-- HOW TO COMPLETE THIS TASK --
In your output, repeat each entry exactly and include no pictures.

-- Saved entries --

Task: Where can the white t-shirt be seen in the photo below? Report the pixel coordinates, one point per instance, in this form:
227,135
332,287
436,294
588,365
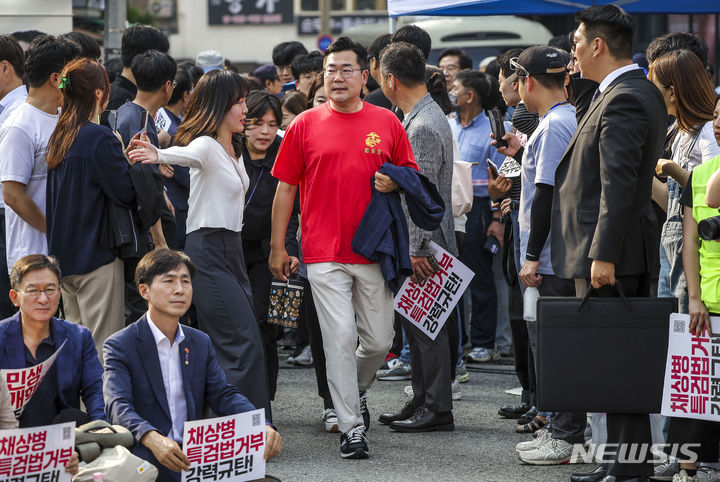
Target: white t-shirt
23,141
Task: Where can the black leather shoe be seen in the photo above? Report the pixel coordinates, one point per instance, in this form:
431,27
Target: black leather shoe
595,476
613,478
407,412
528,416
514,411
425,420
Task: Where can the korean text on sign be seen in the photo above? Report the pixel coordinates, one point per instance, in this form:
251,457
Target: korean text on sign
37,454
23,382
692,371
226,448
429,303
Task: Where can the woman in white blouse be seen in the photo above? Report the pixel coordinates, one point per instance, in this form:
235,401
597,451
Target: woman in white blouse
206,142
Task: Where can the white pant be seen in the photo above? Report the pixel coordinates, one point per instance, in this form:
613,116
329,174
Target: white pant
344,294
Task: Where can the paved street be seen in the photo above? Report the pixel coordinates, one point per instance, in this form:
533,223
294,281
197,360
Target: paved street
480,449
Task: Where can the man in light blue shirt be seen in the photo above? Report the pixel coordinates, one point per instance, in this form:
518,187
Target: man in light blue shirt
477,92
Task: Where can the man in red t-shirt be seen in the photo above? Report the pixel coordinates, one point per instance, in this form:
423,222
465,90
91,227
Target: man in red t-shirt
334,152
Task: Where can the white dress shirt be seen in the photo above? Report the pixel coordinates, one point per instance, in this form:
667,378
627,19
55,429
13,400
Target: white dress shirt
218,183
172,377
614,75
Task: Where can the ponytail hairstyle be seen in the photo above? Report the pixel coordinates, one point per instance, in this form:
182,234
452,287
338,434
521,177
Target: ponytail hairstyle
80,79
437,88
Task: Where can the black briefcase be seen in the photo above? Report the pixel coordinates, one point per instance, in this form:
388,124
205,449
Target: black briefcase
602,354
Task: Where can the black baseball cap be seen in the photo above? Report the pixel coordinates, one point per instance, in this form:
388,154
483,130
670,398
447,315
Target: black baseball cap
540,59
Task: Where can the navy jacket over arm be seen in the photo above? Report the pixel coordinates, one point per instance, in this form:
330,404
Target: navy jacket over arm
93,173
135,393
79,373
382,235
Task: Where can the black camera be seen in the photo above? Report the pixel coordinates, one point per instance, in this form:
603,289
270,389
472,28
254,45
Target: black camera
709,229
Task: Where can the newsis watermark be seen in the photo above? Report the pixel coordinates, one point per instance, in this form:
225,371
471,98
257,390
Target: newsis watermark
634,453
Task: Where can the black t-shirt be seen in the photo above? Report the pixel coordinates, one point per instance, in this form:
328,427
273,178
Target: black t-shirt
686,196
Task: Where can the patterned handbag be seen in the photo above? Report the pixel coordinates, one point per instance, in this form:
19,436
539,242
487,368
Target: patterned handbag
285,301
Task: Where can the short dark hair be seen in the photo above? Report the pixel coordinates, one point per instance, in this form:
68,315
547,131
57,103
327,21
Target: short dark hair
675,41
159,262
11,51
47,55
416,36
88,46
504,61
405,62
285,52
485,86
463,58
346,43
259,102
437,88
561,42
182,84
139,39
612,24
378,45
307,63
152,69
29,263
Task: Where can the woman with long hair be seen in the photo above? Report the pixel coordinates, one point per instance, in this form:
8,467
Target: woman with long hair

-- EXPECTED ANSWER --
Task: Where can the white t-shirt be seen in the photo below? Report the pixel coordinates, one point per instance, in this form:
227,135
332,287
436,294
588,365
Target: white t-shirt
23,141
Task: Where can the black leather shoe be seen in the photo above? Report the pixel coordinates, one point per instance, in this form:
431,27
Target: black leather shoe
595,476
613,478
407,412
528,416
514,411
425,420
Task: Where can the korean text on sign be seen in the photo above? Report the pixel coordinates, one point per instance, in this form:
251,457
Target: korean text on sign
37,454
23,382
692,371
226,448
429,303
Task: Where can the woman in white blouse be seen in the photo above? Report the pixel coordinates, one point per instance, in this form:
235,401
597,451
Target: woman in white blouse
206,142
Task: Where can the white pant be seen in the photo above? Report the pixel coordinates, one point per instance, in this form:
613,116
329,174
Target: white pant
344,294
Task: Where can the paved street be seen in the photo above? Report the pixel coordinates, one point per instance, in this form:
533,223
294,281
197,360
Target: paved street
480,449
Task: Where can the man in light blue shirt be seen in the photo above? Report the pixel coordinates, one point per instance, in this form:
518,187
Target: man in light blue shirt
477,92
Task: Where can the man in red t-shirt be seen in the photo above? Report the pixel coordinates, one point per instance, in this form:
423,222
465,90
91,227
Target: man in red t-shirt
334,152
Task: Where can the white dress shirt be seen in the photo above? Report the pixel coordinates, one point per instance, in this form:
667,378
627,19
55,429
13,400
Target: white dress shirt
218,183
172,377
614,75
Task: Where can the ponytail hairstyle be seen in the photo above? Report the pixel coordinates, one point per instance, in this form:
182,234
452,287
338,434
521,177
Target: ponytail hairstyle
80,79
437,88
Task: Where can the black briefcase be seen in the photo above? Report the pixel coordinates, one point per instance, in this form:
388,124
205,449
Target: black briefcase
602,354
Task: Where can the black baseball cap be seen in the photo above? Report the pixel coordinates, one point per instance, in this form:
388,154
483,130
670,398
447,315
Target: black baseball cap
540,59
Task: Where can the navy jacket over arm be seen in the photo above? Report the pixel coordinates, one point per instance, in this form:
330,404
Target: navy jacket over arm
93,173
135,393
79,373
382,235
Task: Where can the black camera be seen in the photo above? Report the pixel coordinates, one point per instance, in this form:
603,289
270,389
472,28
254,45
Target: black camera
709,229
Task: Where can the newsis watermark be seen in the photo above? Report the pixel coordinates, one point per instance, in this form:
225,371
471,98
257,390
Target: newsis watermark
634,453
Task: Where can the black t-shirt be seen in the photo above? Report the pixel coordinates, one point per instance, in this form:
328,427
273,178
Target: black t-shirt
686,196
Task: Where can the patterned handbag be seen in the photo above? Report the pixel coordinates, one point per instance, in this form:
19,436
539,242
487,368
Target: patterned handbag
285,301
Task: Where can the short dark hair be seen in the photo above? Report the pixel coordinates, one point per instance, in this form:
68,315
547,131
57,103
327,21
Target: short dark hair
675,41
159,262
11,51
47,55
416,36
88,46
504,61
405,62
285,52
485,86
463,58
346,43
259,102
437,88
561,42
182,84
139,39
612,24
378,45
307,63
152,69
29,263
Task: Where can the woman with long hair be seen in the photo above? Report the pixel coordinates, one point per instance, in this form:
8,467
Target: woman with long hair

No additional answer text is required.